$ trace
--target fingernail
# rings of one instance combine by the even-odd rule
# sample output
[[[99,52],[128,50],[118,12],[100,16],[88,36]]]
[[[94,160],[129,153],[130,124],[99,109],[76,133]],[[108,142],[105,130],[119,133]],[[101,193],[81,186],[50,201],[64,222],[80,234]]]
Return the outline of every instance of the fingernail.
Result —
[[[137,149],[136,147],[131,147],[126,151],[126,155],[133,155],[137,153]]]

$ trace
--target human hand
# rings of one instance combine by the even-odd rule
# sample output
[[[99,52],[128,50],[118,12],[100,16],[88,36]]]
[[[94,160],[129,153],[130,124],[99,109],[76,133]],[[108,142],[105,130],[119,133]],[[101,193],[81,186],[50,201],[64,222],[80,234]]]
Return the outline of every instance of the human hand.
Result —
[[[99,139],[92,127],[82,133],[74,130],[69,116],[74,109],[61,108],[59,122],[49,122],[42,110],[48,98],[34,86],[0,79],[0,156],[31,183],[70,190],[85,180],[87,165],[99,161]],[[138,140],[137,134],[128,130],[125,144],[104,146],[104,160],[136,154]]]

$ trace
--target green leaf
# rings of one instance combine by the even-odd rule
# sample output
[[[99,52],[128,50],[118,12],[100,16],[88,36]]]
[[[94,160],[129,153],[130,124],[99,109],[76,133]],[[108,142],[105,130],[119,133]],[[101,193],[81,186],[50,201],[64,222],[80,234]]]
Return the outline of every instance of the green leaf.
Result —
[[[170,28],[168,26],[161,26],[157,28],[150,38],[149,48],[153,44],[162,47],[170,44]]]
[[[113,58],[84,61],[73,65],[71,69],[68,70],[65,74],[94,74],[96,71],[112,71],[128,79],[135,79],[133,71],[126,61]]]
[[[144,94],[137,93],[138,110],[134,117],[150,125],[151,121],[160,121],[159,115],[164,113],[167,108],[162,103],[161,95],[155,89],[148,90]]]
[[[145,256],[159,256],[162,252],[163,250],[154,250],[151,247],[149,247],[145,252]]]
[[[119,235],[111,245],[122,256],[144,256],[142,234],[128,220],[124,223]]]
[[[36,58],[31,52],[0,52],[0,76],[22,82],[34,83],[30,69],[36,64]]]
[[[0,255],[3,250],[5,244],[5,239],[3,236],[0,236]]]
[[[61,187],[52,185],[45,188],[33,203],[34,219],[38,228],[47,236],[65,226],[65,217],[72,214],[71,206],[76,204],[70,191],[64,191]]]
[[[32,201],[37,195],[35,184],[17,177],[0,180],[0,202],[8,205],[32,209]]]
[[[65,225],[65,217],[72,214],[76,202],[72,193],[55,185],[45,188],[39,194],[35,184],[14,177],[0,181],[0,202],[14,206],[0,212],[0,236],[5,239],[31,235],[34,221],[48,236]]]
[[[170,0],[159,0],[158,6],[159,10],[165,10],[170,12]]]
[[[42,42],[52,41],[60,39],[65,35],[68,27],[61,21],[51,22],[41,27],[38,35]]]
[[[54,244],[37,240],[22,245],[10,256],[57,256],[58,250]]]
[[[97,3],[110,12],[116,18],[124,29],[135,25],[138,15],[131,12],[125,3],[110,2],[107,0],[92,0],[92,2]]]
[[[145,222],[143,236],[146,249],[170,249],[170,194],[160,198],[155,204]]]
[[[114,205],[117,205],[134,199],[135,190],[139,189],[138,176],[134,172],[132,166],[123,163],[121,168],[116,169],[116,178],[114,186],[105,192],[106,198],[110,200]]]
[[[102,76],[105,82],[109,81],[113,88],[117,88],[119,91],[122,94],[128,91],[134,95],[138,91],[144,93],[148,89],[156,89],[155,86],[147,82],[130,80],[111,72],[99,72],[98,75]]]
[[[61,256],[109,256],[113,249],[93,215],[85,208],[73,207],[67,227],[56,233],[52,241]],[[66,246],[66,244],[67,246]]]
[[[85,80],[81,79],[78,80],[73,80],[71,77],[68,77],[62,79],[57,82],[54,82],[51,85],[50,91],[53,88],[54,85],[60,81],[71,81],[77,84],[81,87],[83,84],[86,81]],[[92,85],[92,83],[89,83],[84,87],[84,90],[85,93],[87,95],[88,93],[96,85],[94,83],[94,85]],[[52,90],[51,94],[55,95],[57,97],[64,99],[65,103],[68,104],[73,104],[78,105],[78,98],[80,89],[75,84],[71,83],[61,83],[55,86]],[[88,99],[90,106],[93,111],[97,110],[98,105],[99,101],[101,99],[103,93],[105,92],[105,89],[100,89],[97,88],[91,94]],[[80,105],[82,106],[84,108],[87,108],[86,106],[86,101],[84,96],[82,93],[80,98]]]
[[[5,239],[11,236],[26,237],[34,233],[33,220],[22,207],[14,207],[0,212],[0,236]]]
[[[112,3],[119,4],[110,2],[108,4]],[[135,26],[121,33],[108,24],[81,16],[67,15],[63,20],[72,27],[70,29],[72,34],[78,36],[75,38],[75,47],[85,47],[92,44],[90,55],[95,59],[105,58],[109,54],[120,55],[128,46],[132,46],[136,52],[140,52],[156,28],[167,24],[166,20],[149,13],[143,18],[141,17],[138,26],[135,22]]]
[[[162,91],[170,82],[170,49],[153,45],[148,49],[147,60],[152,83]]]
********************
Which lines above contain the word "human"? Pull out each of them in full.

--target human hand
Return the outline of every instance of the human hand.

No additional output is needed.